PROBLEM SET:
(a) Answer these questions using the README excerpt below.
(i) Which example treats a state machine as a search problem, and for which puzzle?
(ii) In what order does the current runner deterministically linearise commands?
(iii) Which failure do manual parallel chunks with more than six branch operations produce?
(b) Extract the part of the README excerpt below starting at "- queue checks" and ending at "assert_check_parallel_async.", copying it word for word.

EXERCISE PASSAGE:
^^^^

When check finds a semantic failure and shrink is enabled, it shrinks the
generated command program and reports a smaller counterexample. Direct
run_commands and replay calls execute the supplied program as-is.
The repository contains smaller focused examples:
- counter shows the smallest counter-style state machine.
- queue checks a mutable circular queue against a pure FIFO model.
- filesystem shows symbolic handles and label coverage diagnostics.
- jug uses a state machine as a search problem for the water-jug puzzle.
Replay is exposed through replay, assert_replay, and run_saved_commands;
the examples in this README use scripted generation with assert_check.
This MoonBit package currently exposes generate_parallel_commands,
ParallelCommands, and run_parallel_commands, but the current runner
deterministically linearises commands as prefix, then left, then right.
It is not a concurrent linearizability checker.
Async parallel checking is available from the native-only
moonbit-community/quickcheck_statemachine/async_parallel package. It provides
AsyncStateMachine, AsyncStateMachine::from_sync,
run_parallel_commands_async, check_parallel_async, and
assert_check_parallel_async.
AsyncStateMachine mirrors StateMachine: pure model, generation, reification,
binding, shrinking, naming, and labelling callbacks keep the same shape, while
init_system, run_command, and cleanup are async. from_sync is useful when
reusing an existing synchronous spec, but commands without an async suspension
point still behave atomically under MoonBit's cooperative async runtime.
run_parallel_commands_async executes the prefix sequentially, runs left and
right as async tasks, records the concrete invocation/response history, and
searches for a sequential linearization that respects real-time order. Async-only
failures use AsyncRunFailure: a linearizability bug is reported as
LinearizationFailed, branch environment conflicts are reported as
BranchEnvironmentMergeFailed, and replay/config/generation failures wrap the
existing synchronous RunFailure inside ReplayFailed.
Async failures keep the original ParallelCommands as the canonical
counterexample. The flattened Commands value exists for reports, coverage, and
compatibility with existing formatting helpers. The first async implementation
does not shrink parallel failures, so shrinks and shrink_rounds are 0.
Manual parallel chunks with more than six branch operations fail before system
initialization with LinearizationBudgetExceeded; this keeps the DFS
linearization search bounded.

^^^^

PROVIDED DATA:
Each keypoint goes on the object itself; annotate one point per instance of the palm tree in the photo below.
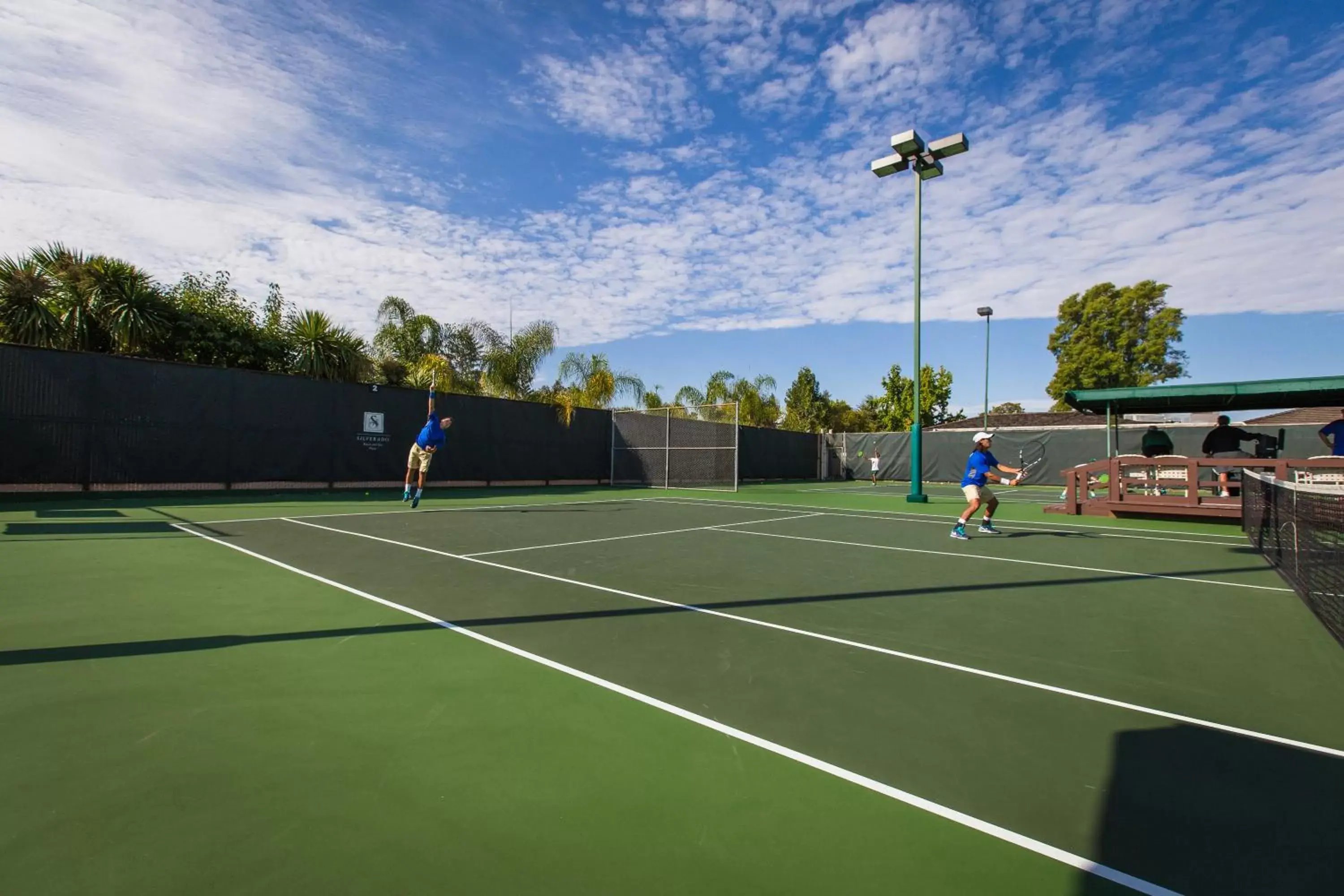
(588, 381)
(76, 296)
(26, 315)
(323, 350)
(131, 311)
(508, 365)
(101, 303)
(405, 335)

^^^^

SOLUTION SET:
(a)
(i) jug, for the water-jug puzzle.
(ii) Prefix, then left, then right.
(iii) LinearizationBudgetExceeded.

(b)
- queue checks a mutable circular queue against a pure FIFO model.
- filesystem shows symbolic handles and label coverage diagnostics.
- jug uses a state machine as a search problem for the water-jug puzzle.
Replay is exposed through replay, assert_replay, and run_saved_commands;
the examples in this README use scripted generation with assert_check.
This MoonBit package currently exposes generate_parallel_commands,
ParallelCommands, and run_parallel_commands, but the current runner
deterministically linearises commands as prefix, then left, then right.
It is not a concurrent linearizability checker.
Async parallel checking is available from the native-only
moonbit-community/quickcheck_statemachine/async_parallel package. It provides
AsyncStateMachine, AsyncStateMachine::from_sync,
run_parallel_commands_async, check_parallel_async, and
assert_check_parallel_async.